[Spambayes] More experiments with weaktest.py

Mon Nov 11 09:12:57 2002

Tim Peters wrote:
> [Rob Hooft]
>>...
>>Hm. That sounds so enthousiastic that I just might commit what I have
>>gone through this night.
> 
> 
> You did, and I thank you!  Note that there were already three Simplex pkgs
> linked from
> 
>     http://www.python.org/topics/scicomp/numbercrunching.html
> 
> but I know how much fun it is write such stuff again <wink>.

Yeah, but on the other hand, all those people didn't have access to my 
module when they wrote theirs, because it wasn't publicized ;-) [Let me 
add that my optimize code dates from late 1997]

>>  * I designed a new "Flex cost" field. That one does away with the
>>    "unsure cost". The cost of a message is 0.0 at its own cutoff, and
>>    increases linearly towards its "false" cost at the other cutoff,
>>    and increases further to the other end. Hm. Unreadable.
> 
> 
> The code is clear enough, though.  What I didn't understand is why each term
> in the flexcost is divided by the difference between the (fixed per run)
> cutoff levels:   / (SPC - HC).  That seems to systematically penalize, e.g.,
> ham_cutoff=.4 and spam_cutoff=0.8 compared to ham_cutoff=0.1 and
> spam_cutoff=0.9 (the former divides every term by 0.4, the latter by 0.8).
> In the limit, if someone wanted a binary classifier (ham_cutoff ==
> spam_cutoff), any mistake would be charged an infinite penalty.

[Contour annotation records]
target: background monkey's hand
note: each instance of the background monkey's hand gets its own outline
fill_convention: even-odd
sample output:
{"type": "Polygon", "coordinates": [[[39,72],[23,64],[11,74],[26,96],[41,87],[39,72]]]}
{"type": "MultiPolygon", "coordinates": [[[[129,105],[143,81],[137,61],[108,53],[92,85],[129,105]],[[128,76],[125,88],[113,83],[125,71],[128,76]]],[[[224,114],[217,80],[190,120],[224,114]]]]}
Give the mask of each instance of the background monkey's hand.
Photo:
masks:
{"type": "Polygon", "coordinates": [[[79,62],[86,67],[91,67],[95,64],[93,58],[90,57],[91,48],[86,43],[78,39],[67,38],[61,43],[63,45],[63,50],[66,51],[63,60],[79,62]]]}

▸ Given exercise A
Can you reproduce the weaktest.py thread starting with "Yeah, but on" and going on through "(fixed per run)", replacing "module" with "package"?
▸ Given exercise B
How might the weaktest.py thread carry on from its final line? Continue it from there.

▸ Task output A
Yeah, but on the other hand, all those people didn't have access to my 
package when they wrote theirs, because it wasn't publicized ;-) [Let me 
add that my optimize code dates from late 1997]

>>  * I designed a new "Flex cost" field. That one does away with the
>>    "unsure cost". The cost of a message is 0.0 at its own cutoff, and
>>    increases linearly towards its "false" cost at the other cutoff,
>>    and increases further to the other end. Hm. Unreadable.
> 
> 
> The code is clear enough, though.  What I didn't understand is why each term
> in the flexcost is divided by the difference between the (fixed per run)

▸ Task output B
You're right.
> 
> 
>>A table:
>>
>>           Score    Spam with this   Ham with this
>>                      score costs     score costs
>>            0.00         $ 1.29          $ 0.00
> 
> 
> It's hard to see where that comes from.  Assuming ham_cutoff is 0.2 and
> spam_cutoff 0.9, and so a spam scoring 0.0 works out to $1 *
> (.9-0.0)/(.9-.2) ?

Yes.

> 
>>            0.20         $ 1.00          $ 0.00
>>            0.55         $ 0.50          $ 5.00
>>            0.90         $ 0.00          $10.00
>>            1.00         $ 0.00          $11.43

But you're right that it would be better to make:

            Score    Spam with this   Ham with this
                       score costs     score costs
             0.00         $ 1.00          $ 0.00
             0.20         $ 1.00          $ 0.00
             0.55         $ 0.50          $ 5.00
             0.90         $ 0.00          $10.00
             1.00         $ 0.00          $10.00

i.e. both functions consist of 3 linear segments rather than 2.

> Well, if ham_cutoff==spam_cutoff, then (as above) any mistake will cause a
> DivideByZero exception, so it's sure sensitive there <wink>.  I suspect it
> might work better if the "/(SPC-HC)" business were simply removed?

That would no longer satisfy the constraints I put in.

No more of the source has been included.